(Records for identifying positions)
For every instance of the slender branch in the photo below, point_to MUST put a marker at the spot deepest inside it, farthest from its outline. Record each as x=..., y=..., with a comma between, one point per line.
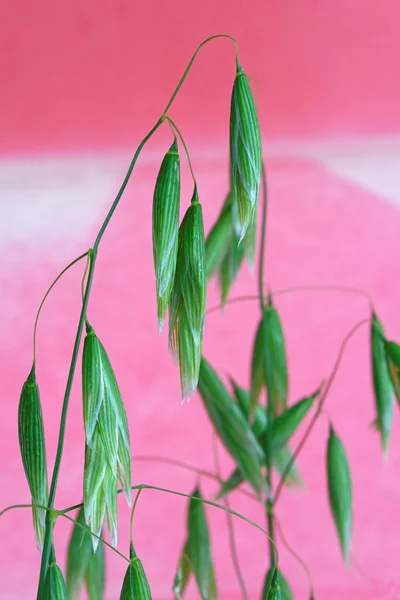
x=57, y=513
x=295, y=555
x=321, y=402
x=144, y=486
x=45, y=298
x=132, y=514
x=263, y=237
x=290, y=290
x=268, y=433
x=231, y=529
x=186, y=72
x=82, y=318
x=85, y=274
x=183, y=465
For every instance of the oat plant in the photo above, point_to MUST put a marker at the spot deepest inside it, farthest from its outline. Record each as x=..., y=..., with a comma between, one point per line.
x=254, y=423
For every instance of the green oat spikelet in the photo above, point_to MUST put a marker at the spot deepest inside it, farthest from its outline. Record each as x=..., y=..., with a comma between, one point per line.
x=269, y=363
x=83, y=564
x=33, y=451
x=232, y=428
x=245, y=150
x=183, y=573
x=218, y=240
x=340, y=491
x=107, y=456
x=392, y=353
x=54, y=586
x=166, y=202
x=199, y=550
x=381, y=383
x=135, y=585
x=188, y=299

▶ Work required
Reproduce verbatim the lines of the records from the line containing "For every instance of the oat" through the end of the records, inclusive.

▶ Exercise answer
For every instance of the oat plant in the photo above, point_to MUST put a marker at the spot deepest inside it, farthest from its outline. Record each as x=..., y=..., with a comma between, one point per line.
x=254, y=423
For every instance of the green oat spikelet in the photo above, point_to MUST put a marker at the spot deepest inside it, farthest from its outline. Record each as x=..., y=..., with a comma between, one point per line.
x=269, y=363
x=83, y=564
x=33, y=451
x=232, y=428
x=245, y=150
x=183, y=573
x=218, y=240
x=340, y=491
x=107, y=456
x=392, y=353
x=54, y=586
x=166, y=202
x=199, y=550
x=381, y=383
x=135, y=585
x=188, y=299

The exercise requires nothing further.